What you will do: Please rewrite the forum post from "I had to nick" up to and including "MAN WHEN ....", changing "forum" to "message board".

Extracted text:
START
Post by Pete Skillman »

Wrong
Hoffman Grink

Post by Hoffman Grink »

I had to nick this off another forum just so's we can tick the boxes and remind ourselves we have testosterone.....

YOU KNOW YOU'RE A TRUE MAN WHEN ....
1. OPENING JARS - She's struggling. You take it from her hands, open it
effortlessly and pretend she loosened it for you. She didn't. Jars are
men's work.

2. CALLING SOMEONE 'SON' - Especially policeman but even saying it to
kids makes you the man.

3. DOING A PROPER SLIDE TACKLE - Beckham free kicks - camp. A Stuart
Pearce tackle is the pinnacle of the game, simultaneously winning the
ball and crippling the man. Magic.

4. SHARPENING A PENCIL WITH A STANLEY KNIFE - Blunt, is it? Hand it here
love. No, I don't need a sharpener, I've got a knife thanks!

5. GOING TO THE TIP - A manly act which combines driving, lifting and-
as you thrillingly drop your rubbish into another huge pile of other
rubbish - noisy destruction.

6. DRINKING UP - Specifically, rising from the table, slinging your coat
on and downing two thirds of a pint in one fluid movement. Then nodding
towards the door, saying, "Let's go" and striding out while everyone
else struggles to catch up with you. You're hard.

7. HAVING A THIN BIT OF WOOD - in the shed, solely to stir paint with.

8. HAVING A SCAR - Ideally it'll be a facial knife wound, but even an
iron burn on the wrist is good. "Ooh, did it hurt". "Nah".

9. HAVING A HANGOVER AND THICK STUBBLE - When birds have been partying
they just whinge. You on the other hand have physical evidence of your
hardness, sprouting from your face. "Big night?" Grrrrrr, what does it
look like.
END
Supplied material:
START
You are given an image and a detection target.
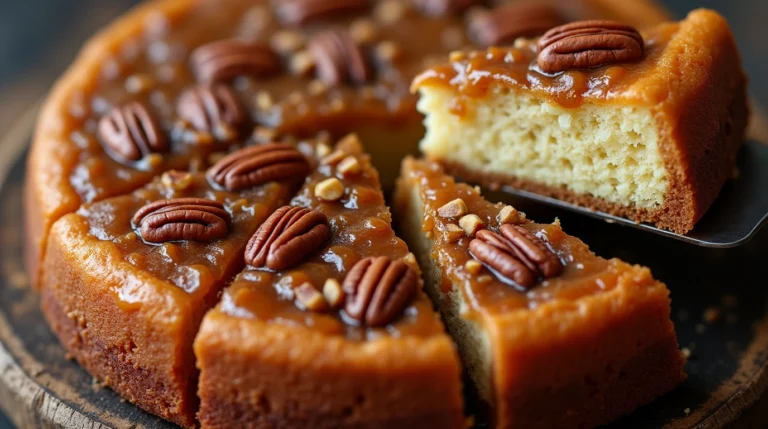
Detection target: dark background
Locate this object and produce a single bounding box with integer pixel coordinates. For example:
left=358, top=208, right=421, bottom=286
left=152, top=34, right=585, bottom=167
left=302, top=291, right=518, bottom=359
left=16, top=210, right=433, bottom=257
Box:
left=0, top=0, right=768, bottom=429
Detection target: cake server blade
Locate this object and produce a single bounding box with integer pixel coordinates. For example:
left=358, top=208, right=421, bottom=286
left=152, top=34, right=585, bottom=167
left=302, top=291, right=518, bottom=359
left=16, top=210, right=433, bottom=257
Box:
left=484, top=141, right=768, bottom=248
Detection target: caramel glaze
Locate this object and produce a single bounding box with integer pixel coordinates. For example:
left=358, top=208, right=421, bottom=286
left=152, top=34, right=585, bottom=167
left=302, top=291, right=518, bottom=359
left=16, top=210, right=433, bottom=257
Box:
left=77, top=174, right=295, bottom=311
left=405, top=161, right=652, bottom=317
left=60, top=0, right=636, bottom=202
left=412, top=23, right=679, bottom=108
left=220, top=137, right=443, bottom=340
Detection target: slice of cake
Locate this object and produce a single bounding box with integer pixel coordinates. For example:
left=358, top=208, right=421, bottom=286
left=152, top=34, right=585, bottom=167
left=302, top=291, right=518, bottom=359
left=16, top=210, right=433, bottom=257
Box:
left=41, top=143, right=310, bottom=427
left=395, top=159, right=685, bottom=428
left=413, top=10, right=747, bottom=233
left=195, top=137, right=465, bottom=429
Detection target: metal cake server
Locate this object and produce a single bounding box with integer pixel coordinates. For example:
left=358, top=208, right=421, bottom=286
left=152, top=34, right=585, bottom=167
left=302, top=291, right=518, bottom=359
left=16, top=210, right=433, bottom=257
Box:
left=486, top=141, right=768, bottom=248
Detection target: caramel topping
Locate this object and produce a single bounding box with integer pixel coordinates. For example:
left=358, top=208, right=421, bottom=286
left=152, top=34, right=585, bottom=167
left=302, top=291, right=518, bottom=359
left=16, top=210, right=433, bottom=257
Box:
left=99, top=102, right=169, bottom=161
left=274, top=0, right=368, bottom=25
left=176, top=84, right=248, bottom=134
left=245, top=206, right=331, bottom=270
left=469, top=2, right=564, bottom=46
left=191, top=39, right=280, bottom=83
left=207, top=143, right=309, bottom=190
left=342, top=256, right=419, bottom=327
left=309, top=29, right=372, bottom=85
left=131, top=198, right=230, bottom=243
left=537, top=21, right=643, bottom=73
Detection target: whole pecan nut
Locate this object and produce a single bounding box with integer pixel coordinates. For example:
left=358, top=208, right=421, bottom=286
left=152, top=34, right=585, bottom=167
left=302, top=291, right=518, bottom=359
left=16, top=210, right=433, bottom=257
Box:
left=469, top=224, right=563, bottom=288
left=411, top=0, right=484, bottom=16
left=207, top=143, right=310, bottom=191
left=98, top=102, right=169, bottom=161
left=176, top=84, right=247, bottom=133
left=537, top=21, right=644, bottom=73
left=469, top=2, right=564, bottom=46
left=245, top=206, right=331, bottom=270
left=342, top=256, right=419, bottom=327
left=191, top=39, right=280, bottom=83
left=275, top=0, right=368, bottom=25
left=309, top=28, right=373, bottom=85
left=131, top=198, right=230, bottom=243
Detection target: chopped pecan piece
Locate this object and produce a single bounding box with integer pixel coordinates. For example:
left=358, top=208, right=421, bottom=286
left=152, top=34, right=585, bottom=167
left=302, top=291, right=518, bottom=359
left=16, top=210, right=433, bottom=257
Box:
left=342, top=256, right=419, bottom=327
left=98, top=102, right=169, bottom=161
left=245, top=206, right=331, bottom=270
left=537, top=21, right=644, bottom=73
left=275, top=0, right=368, bottom=25
left=131, top=198, right=230, bottom=243
left=176, top=84, right=247, bottom=137
left=191, top=39, right=280, bottom=83
left=469, top=2, right=564, bottom=46
left=309, top=28, right=373, bottom=85
left=469, top=224, right=563, bottom=289
left=207, top=143, right=309, bottom=191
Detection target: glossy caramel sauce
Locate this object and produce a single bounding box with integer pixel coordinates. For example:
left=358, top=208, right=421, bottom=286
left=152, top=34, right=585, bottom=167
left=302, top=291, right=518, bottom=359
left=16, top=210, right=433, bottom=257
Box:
left=77, top=169, right=295, bottom=310
left=413, top=23, right=679, bottom=108
left=63, top=0, right=632, bottom=206
left=405, top=161, right=640, bottom=314
left=220, top=137, right=442, bottom=340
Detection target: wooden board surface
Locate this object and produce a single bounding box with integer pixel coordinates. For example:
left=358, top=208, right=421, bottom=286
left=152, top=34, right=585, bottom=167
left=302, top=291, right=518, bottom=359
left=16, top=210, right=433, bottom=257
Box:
left=0, top=106, right=768, bottom=429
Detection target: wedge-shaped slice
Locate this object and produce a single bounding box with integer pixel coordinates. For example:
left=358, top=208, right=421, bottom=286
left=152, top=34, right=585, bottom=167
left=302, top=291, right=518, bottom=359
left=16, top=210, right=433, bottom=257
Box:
left=195, top=137, right=465, bottom=429
left=395, top=159, right=684, bottom=428
left=42, top=158, right=308, bottom=427
left=414, top=10, right=747, bottom=233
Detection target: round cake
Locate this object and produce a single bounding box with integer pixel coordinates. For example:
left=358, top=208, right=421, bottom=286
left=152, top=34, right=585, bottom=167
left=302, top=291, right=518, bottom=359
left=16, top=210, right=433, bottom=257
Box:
left=25, top=0, right=680, bottom=428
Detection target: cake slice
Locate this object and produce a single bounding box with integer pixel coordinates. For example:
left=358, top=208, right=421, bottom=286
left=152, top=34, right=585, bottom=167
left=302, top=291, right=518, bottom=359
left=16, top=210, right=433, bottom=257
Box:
left=195, top=137, right=465, bottom=429
left=413, top=10, right=748, bottom=233
left=41, top=143, right=310, bottom=427
left=395, top=158, right=685, bottom=428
END
In response:
I had to nick this off another message board just so's we can tick the boxes and remind ourselves we have testosterone.....

YOU KNOW YOU'RE A TRUE MAN WHEN ....